--- start ---
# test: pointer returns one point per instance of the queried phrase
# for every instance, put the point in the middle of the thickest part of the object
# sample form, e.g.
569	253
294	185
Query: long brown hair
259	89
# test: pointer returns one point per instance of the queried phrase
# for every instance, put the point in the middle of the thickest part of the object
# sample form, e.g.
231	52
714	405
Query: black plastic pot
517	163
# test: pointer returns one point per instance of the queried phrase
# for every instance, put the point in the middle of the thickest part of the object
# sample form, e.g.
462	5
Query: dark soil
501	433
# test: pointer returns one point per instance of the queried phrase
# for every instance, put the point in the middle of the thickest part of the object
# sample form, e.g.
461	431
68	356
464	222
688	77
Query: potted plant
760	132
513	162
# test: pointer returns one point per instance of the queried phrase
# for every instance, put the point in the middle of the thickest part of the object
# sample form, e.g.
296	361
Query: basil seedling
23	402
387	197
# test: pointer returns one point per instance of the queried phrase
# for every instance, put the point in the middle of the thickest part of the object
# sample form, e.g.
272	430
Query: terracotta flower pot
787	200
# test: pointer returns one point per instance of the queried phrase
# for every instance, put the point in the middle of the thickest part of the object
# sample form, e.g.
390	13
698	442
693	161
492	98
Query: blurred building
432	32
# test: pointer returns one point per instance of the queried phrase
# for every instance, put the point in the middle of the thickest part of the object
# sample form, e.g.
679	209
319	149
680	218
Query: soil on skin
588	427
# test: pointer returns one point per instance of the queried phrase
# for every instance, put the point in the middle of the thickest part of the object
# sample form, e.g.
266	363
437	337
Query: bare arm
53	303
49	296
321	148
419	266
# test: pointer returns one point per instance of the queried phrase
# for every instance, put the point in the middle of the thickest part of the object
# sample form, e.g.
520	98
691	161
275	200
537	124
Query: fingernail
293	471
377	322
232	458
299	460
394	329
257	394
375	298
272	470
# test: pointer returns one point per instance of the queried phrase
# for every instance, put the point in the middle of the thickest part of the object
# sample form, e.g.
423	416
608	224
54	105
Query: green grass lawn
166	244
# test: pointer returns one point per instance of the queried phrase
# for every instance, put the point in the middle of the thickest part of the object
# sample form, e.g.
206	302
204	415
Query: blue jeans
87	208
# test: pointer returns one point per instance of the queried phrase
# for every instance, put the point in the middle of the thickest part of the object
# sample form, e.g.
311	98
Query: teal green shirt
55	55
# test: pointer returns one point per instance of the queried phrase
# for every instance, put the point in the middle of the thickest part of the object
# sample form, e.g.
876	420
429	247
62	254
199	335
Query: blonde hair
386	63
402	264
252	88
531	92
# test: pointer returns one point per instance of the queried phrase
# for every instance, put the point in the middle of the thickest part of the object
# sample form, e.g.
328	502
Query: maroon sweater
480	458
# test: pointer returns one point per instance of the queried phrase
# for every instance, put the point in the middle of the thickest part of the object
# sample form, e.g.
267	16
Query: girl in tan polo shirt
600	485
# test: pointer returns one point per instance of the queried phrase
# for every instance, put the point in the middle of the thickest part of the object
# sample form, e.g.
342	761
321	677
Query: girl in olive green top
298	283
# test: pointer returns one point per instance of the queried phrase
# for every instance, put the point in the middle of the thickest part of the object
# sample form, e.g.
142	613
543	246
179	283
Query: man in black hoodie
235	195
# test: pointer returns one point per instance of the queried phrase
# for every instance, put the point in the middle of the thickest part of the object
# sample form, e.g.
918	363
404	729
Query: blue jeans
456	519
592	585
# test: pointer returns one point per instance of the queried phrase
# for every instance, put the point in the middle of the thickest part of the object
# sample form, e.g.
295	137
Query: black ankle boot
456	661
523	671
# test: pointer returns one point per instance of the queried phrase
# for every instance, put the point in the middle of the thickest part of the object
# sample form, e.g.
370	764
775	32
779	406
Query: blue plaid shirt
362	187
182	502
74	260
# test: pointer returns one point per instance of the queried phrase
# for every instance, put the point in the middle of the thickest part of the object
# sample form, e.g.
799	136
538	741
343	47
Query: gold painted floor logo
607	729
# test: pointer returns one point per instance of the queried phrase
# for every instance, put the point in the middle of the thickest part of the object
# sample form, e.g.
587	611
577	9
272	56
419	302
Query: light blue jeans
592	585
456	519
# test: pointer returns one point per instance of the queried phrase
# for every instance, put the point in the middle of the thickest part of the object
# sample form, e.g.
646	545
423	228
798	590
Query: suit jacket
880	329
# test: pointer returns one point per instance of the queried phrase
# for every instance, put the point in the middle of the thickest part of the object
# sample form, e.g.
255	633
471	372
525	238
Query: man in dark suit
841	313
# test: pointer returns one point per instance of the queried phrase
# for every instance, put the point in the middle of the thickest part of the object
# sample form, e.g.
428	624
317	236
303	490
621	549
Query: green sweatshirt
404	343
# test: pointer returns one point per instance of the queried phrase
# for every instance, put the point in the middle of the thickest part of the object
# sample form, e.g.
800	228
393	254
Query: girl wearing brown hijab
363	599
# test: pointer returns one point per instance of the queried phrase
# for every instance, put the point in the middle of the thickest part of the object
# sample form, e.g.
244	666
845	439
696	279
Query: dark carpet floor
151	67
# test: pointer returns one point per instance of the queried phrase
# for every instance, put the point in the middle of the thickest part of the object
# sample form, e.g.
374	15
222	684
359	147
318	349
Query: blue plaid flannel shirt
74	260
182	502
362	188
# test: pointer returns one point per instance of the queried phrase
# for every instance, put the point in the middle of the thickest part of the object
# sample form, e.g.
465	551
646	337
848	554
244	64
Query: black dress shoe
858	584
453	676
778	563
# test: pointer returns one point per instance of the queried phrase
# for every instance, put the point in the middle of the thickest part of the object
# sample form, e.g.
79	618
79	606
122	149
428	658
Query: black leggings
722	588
--- end ---
→ **What to work on**
How many lines of the records above contain the string "black"? Tally only matches with the same letter case, and reply with the number alone.

→ **Reply to the task**
5